▸ **EXERCISE PROMPT**: Can you retype all of the data below line for line, without changing anything?

▸ **Stored dataset items**:
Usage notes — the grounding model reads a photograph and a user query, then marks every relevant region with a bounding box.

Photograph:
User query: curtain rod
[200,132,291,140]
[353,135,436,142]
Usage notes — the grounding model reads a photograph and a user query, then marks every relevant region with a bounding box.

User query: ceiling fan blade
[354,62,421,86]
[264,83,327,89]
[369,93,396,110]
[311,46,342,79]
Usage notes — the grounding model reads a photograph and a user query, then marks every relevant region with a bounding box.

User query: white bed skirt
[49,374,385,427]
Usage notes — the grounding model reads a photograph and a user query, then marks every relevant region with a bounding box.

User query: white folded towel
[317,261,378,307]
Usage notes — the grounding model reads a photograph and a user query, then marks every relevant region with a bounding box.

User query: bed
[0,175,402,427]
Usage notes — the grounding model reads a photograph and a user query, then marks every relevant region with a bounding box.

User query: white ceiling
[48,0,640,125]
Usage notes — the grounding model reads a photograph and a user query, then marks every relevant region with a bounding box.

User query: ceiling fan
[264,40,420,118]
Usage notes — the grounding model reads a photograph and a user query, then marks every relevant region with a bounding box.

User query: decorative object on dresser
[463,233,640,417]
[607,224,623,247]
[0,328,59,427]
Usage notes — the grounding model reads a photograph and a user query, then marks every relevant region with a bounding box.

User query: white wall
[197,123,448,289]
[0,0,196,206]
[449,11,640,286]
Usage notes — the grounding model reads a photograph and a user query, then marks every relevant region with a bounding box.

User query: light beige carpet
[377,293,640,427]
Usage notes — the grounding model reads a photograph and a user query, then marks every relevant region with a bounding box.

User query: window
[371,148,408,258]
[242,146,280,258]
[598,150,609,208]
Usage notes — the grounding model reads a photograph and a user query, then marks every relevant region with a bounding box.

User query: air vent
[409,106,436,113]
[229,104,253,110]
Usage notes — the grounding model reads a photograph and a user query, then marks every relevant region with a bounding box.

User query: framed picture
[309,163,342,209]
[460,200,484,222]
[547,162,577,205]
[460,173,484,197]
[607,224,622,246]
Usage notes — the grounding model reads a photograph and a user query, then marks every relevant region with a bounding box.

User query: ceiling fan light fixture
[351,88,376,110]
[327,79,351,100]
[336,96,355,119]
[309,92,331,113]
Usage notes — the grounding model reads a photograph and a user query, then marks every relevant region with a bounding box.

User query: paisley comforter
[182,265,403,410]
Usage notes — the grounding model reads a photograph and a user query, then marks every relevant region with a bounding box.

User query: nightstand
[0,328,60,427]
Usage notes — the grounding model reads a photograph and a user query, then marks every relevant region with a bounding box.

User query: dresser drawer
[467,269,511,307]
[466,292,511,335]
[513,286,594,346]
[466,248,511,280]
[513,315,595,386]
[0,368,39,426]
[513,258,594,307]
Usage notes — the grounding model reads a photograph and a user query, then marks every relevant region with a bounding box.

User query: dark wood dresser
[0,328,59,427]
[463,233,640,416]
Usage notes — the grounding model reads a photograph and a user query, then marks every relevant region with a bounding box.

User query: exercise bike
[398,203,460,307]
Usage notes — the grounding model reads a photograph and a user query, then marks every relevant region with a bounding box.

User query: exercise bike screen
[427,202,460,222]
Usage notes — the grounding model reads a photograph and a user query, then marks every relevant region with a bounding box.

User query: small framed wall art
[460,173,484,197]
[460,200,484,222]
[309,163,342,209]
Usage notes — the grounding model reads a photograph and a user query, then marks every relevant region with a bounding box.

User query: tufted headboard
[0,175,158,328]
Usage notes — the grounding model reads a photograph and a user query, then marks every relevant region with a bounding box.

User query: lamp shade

▸ **PROBLEM SOLUTION**:
Usage notes — the grounding model reads a photograph and a user query, then marks every relevant region with a bounding box.

Photograph:
User query: curtain rod
[200,132,291,140]
[353,135,436,142]
Usage notes — the grounding model reads a photograph and a user query, then marks every relevant region with a bounding box.

User query: ceiling fan blade
[354,62,421,86]
[264,83,327,89]
[369,93,396,110]
[311,46,342,79]
Usage notes — the grounding model reads a photograph and a user query, then marks every relevant region with a bounding box.

User query: white bed skirt
[49,374,385,427]
Usage notes — the grounding model reads a photograph and a user query, then marks every relevant region with a bounding box.

User query: white folded towel
[317,261,378,307]
Usage notes — the grounding model reads a photograph and a user query, then marks every relevant region with a bounding box.

User query: bed
[0,175,402,427]
Usage notes — the grounding model reads a photograph and a user query, then marks every relevant region with a bounding box.

User query: white ceiling
[48,0,640,125]
Usage notes — the grounding model reads a photograph and a user query, then marks every relevant region with a bounding box.

User query: ceiling fan
[264,40,420,118]
Usage notes — the grounding model reads a photograph and a user query, then marks every relevant region with a bounding box.

User query: decorative object on dresser
[463,233,640,417]
[607,224,623,247]
[0,328,59,427]
Usage notes — the grounding model reads a photograph and a user query, then marks every relevant region with a bounding box.

User query: white wall
[197,123,448,289]
[0,0,196,206]
[449,11,640,286]
Usage notes — the grounding model reads a photograph and a user query, then marks every relevant region with a bounding box.

User query: light beige carpet
[377,293,640,427]
Usage notes — the grounding model reads a photograph and a user query, then marks every relevant region with a bounding box.

User query: window
[371,148,408,258]
[242,146,280,258]
[598,150,609,208]
Usage notes — the grounding model reads a photograph and a user query, then marks every relevant region with a bounding box.

User query: air vent
[409,106,436,113]
[229,104,253,110]
Usage notes — the grounding model reads a photograph and a user query, then marks every relevant region with a bounding box.

User query: framed picture
[309,163,342,209]
[460,200,484,222]
[547,162,577,205]
[460,173,484,197]
[607,224,622,246]
Usage notes — the grounding model reads a photograph and a user query, then marks every relevant region with a bounding box.

User query: ceiling fan light fixture
[351,88,376,110]
[327,79,351,100]
[336,96,355,119]
[309,92,331,113]
Usage notes — the grounding model reads a photograph and a user query, then marks every relevant region with a bounding box.

User query: paisley comforter
[182,265,403,410]
Usage notes — the grounding model reads a photograph and a user query, then marks every relevant region with a bounding box.

User query: nightstand
[0,328,60,427]
Usage notes — the grounding model reads a photograph and a user query, then marks every relevant region with a bounding box.

User query: dresser drawer
[467,269,511,307]
[466,292,511,335]
[513,286,594,346]
[466,248,511,280]
[513,315,595,386]
[0,368,39,426]
[513,258,594,307]
Usage notes — the grounding model reads a photograph and a user query, then marks every relevant region with a bounding box.

User query: dark wood dresser
[0,328,59,427]
[463,233,640,416]
Usage notes — the grounding model reads a photograph and a user query, then marks every relevant region with a bounding box.

User query: exercise bike
[398,203,460,307]
Usage notes — the grounding model reads a photograph and a user query, then marks every relevant region with a bounding box.

User query: exercise bike screen
[427,202,460,222]
Usage notes — the grounding model reads a photograph and a user query, then marks every relevant region with a bounding box.

User query: small framed wall art
[460,173,484,197]
[460,200,484,222]
[309,163,342,209]
Usage notes — the grounding model reads a photograph and a user query, then marks every relevant region with a bounding box.

User query: tufted headboard
[0,175,158,328]
Usage notes — the grounding model reads a photograph and a user query, then marks every relevant region with a bounding box.

User query: lamp shade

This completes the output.